#### [課題の目的]
後に掲げる、老いと気持ちの持ち方をめぐる文章の続きを、最後の文の後から書き進めてください。

#### [抜粋本文]
高松トレーニングクラブの中尾達文先生のブログで「孤独のすすめ」五木寛之著の紹介があり、みなさんも「老い」「衰え」についてどのように考えますか?とあったので、私自身の考えを書いてみたいと思います。
まず「孤独のすすめ」から引用されていた一節
「衰えを認め、受け入れる」人間はある一定の年齢を超えると、生理的にも肉体的にも、当然、衰えていきます。例えば下肢の力が弱り、転びやすくなる。嚥下も苦手になり、薬を飲んでも水を飲んでも喉に詰まったり気管に入ったりする。聴力、視力、持続力、記憶力、集中力なども半減してしまいます。それを認めず、「気持ちの持ち方次第で青春は続く」とか「前向きに頑張ろう」などとスローガンを掲げるのは、戦時中に竹槍でアメリカ軍と戦えと訓練をさせられたのと変わりありません。
この本を読んでいないので、全体としてはわかりませんが、この一節については賛成3割、反対7割といったところでしょうか。まず、
「気持ちの持ち方次第で~竹槍でアメリカ軍と、、、」ここには反対です。確かに「気持ちの持ち方次第で青春は続く」とかは一見ポジティブバカのようで浅はかな感じも受けますが、一面真実でもあります。
普段、患者さんの施術、治療をしていると、症状の大小にかかわらず、すぐに治る方、なかなか治りづらい方がいます。この差に大きく関係しているが、まさに「気持ちの持ち方」です。
治る、あるいは治療を受ければ治るだろう、と思っている方は確かに治りが速く、もう治らないと思っている方は、なかなか治りません。
これは病院でよく、骨が変形しているので、もう治らないといわれた。などということから治らないと思い込んでいる場合も多いです。でも骨の変形は治らなくても、痛みが改善、軽減などは充分あるし、実際生きていく上では痛みが改善できれば、骨の変形があっても問題ないですよね。

#### [提供資料]
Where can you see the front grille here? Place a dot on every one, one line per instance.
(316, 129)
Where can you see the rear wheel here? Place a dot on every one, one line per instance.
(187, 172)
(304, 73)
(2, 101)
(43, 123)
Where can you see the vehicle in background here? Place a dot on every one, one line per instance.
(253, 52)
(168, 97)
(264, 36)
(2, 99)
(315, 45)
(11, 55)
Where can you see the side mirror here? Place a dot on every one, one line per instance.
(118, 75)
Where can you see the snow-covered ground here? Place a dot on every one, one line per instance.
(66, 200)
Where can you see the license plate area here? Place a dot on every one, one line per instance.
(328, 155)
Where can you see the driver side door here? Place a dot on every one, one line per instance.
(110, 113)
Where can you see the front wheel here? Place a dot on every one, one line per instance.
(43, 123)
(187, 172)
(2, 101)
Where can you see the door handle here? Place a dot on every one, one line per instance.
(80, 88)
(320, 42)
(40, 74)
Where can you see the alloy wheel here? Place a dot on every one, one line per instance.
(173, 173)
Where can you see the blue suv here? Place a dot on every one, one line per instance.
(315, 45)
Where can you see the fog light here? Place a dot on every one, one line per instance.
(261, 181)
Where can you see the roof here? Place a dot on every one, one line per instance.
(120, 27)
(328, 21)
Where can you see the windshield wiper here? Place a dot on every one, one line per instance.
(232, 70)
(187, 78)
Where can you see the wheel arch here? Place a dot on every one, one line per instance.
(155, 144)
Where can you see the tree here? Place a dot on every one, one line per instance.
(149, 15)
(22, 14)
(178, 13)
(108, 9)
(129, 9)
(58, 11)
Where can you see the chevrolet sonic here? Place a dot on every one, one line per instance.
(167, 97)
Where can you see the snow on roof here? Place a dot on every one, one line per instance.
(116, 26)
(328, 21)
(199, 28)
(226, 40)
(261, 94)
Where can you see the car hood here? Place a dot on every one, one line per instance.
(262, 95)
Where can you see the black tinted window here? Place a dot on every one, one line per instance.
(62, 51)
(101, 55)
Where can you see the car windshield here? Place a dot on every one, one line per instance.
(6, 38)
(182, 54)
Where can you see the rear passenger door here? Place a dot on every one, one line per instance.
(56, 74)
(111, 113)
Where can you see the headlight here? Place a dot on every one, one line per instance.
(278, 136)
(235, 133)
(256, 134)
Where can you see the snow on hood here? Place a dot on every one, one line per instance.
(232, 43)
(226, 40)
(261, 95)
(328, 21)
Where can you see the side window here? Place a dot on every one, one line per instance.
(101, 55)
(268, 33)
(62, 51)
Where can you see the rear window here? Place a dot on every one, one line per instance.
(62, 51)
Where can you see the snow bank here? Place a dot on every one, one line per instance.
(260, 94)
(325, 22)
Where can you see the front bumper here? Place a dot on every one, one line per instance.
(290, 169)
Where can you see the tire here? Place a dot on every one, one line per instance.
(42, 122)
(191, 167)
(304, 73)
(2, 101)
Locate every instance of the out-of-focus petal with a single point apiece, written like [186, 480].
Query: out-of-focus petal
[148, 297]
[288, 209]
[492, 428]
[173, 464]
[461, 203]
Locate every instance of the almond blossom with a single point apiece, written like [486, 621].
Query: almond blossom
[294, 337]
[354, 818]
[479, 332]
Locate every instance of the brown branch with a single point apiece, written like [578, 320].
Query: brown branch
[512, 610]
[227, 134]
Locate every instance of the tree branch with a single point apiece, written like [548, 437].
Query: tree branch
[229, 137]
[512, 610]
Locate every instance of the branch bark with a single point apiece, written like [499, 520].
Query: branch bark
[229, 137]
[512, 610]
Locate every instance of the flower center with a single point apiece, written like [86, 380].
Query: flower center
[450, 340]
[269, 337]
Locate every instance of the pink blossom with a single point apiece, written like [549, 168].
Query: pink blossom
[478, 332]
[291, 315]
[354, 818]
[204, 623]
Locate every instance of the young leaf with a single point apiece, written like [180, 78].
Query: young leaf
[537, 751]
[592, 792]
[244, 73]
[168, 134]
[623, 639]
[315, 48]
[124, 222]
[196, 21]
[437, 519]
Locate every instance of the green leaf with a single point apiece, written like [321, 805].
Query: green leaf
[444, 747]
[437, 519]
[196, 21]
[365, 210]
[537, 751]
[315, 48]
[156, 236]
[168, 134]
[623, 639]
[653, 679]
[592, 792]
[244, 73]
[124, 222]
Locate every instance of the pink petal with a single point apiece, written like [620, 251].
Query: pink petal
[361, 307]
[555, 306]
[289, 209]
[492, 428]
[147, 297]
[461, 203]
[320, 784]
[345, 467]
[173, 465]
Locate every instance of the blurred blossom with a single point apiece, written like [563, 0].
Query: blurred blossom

#### [以下解答]
たしかオーストラリアの臨床試験で、6000人規模で行われた試験で、腰痛などの痛みのある人と、痛みのない人をレントゲン撮影したところ、痛みのある人にも、ない人にも同じ割合だけ骨の変形が認められた。この結果から、痛みと、骨の変形とは直接の因果関係はないということがわかっている。
日本でも腰痛で医療機関を受診した中で、実際に骨の変形などが認められるのは15%ほどで、あとは原因がわからないという。ことから腰痛治療で有名な福島医大の整形外科は精神科と組んで治療にあたっていると以前テレビで放送されていた。
そう、まさに心の問題が体に影響しているということです。
ちょっと話がずれてきているようですが、「老い」「衰え」も同じで、本当に衰えてしまったのではなく、実際はまだ充分機能するはずなのに、本人がもう歳だからと思ってしまうと、本当に衰えてしまいます。
ただ、人間必然性がないと、なかなかそう出来ない。だからただ「気持ちの持ち方次第で青春は続く」なんて簡単にはいかない、というかそう思えないということが多い。
おそらく、だからだと思うのですが、年を取り体の衰えに嘆くよりは、「衰えを認め、受け入れて」その中でしっかり生きようということだと思うのですが、そこが賛成3割というところです。
気持ちの持ち方、イメージの持ち方で体が変わるのは事実です。実際にイメージしてみてください。自分の体の隅々まで赤いきれいで暖かな血液が流れていく、そして各細胞が活発に働いている。これだけで少し血流が良くなり、暖かくなった感じがしませんか?呼吸も少しゆったり大きくなって来ませんか?
これだけで痛みが消えるわけでもなければ、関節が大きく動くようになるわけでもありませんが、この少し良い状態ベースで数日、数週間、数年たつと肉体的、精神的に大きく変わってきます。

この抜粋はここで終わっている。